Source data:
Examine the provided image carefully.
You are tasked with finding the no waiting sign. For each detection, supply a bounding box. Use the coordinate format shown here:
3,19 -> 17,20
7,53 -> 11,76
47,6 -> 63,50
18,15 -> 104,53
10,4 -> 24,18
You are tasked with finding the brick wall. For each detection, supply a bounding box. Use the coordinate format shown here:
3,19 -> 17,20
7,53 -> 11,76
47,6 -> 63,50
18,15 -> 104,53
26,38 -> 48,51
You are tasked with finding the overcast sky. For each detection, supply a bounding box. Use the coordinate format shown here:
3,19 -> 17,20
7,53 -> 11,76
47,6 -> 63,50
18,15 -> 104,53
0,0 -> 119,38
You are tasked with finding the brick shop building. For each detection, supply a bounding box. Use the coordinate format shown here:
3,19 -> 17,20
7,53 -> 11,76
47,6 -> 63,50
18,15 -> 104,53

:: EXERCISE DIRECTIONS ::
From the listing above, reproduce all the lines exactly.

:: FULL ANSWER ::
Examine the provided image carefully.
You are tasked with finding the no waiting sign. For each detection, supply a bounding box. Use the coordinate format shown here:
3,19 -> 17,20
7,53 -> 11,76
47,6 -> 63,50
18,15 -> 104,53
10,4 -> 24,18
You are tasked with finding the brick wall. For each detection, supply a bounding box. Use the coordinate format shown here:
3,19 -> 17,20
7,53 -> 11,76
47,6 -> 63,50
18,15 -> 104,53
26,38 -> 48,51
You are tasked with finding the overcast sky. For each detection, supply a bounding box. Use the coordinate format shown here:
3,19 -> 17,20
7,53 -> 11,76
47,6 -> 63,50
18,15 -> 104,53
0,0 -> 119,38
You are tasked with finding the brick shop building. For each detection, supply a bounding box. Use the coordinate format shown here:
3,19 -> 17,20
7,53 -> 11,76
47,6 -> 63,50
18,15 -> 104,53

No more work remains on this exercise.